Point annotation dataset records
□ □ □ □ □ □ □

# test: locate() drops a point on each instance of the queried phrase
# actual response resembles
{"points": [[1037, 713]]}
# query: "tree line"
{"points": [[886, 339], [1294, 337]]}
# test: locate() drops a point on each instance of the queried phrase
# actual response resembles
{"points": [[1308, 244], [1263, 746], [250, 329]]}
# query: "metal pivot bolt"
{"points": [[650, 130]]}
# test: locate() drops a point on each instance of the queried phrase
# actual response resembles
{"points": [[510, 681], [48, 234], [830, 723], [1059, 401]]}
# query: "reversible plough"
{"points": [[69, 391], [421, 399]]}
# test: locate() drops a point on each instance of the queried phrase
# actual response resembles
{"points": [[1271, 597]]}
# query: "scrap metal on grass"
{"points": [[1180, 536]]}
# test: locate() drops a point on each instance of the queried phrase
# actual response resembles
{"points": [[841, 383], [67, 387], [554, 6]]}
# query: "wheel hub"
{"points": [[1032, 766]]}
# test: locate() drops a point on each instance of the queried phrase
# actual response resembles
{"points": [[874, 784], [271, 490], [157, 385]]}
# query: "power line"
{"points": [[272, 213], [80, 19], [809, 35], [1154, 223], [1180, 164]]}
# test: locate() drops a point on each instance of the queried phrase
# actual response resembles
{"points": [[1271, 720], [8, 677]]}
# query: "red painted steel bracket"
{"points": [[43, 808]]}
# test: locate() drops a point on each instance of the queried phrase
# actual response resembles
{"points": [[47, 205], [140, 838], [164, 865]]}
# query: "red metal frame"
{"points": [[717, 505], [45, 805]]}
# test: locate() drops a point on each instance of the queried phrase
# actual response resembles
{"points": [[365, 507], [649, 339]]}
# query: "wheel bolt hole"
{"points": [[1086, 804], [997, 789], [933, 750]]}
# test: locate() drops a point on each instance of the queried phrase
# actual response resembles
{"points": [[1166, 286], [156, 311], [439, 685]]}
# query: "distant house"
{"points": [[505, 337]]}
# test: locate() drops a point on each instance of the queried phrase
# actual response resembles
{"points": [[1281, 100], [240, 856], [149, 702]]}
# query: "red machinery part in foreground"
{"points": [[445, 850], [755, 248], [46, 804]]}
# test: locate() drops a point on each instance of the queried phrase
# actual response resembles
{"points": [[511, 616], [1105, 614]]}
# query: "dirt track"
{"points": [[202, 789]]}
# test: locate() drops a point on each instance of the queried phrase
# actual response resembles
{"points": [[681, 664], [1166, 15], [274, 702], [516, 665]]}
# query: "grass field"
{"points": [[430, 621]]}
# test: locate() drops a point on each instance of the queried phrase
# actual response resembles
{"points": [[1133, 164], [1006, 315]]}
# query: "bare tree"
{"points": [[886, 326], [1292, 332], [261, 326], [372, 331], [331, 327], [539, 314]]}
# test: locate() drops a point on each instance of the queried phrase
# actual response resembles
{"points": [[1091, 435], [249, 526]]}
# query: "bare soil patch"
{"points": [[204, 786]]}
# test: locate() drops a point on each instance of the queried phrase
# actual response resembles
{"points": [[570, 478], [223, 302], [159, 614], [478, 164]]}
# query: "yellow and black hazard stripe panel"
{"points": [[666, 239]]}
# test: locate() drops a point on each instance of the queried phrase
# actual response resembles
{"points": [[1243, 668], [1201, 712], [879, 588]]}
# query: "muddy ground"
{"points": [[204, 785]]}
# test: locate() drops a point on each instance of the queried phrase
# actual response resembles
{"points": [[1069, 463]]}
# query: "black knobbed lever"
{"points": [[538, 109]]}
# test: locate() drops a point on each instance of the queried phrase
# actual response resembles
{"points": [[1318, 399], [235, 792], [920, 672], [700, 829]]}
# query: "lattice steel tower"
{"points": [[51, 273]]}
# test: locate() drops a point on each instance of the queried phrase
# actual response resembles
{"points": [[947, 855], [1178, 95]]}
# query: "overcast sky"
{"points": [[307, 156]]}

□ □ □ □ □ □ □

* [What is expected] Gather every line of the records that contains the word "bolt", and treat case as significant when matching.

* [Answer in full]
# query: "metal pivot bolt"
# query: "wheel bolt hole"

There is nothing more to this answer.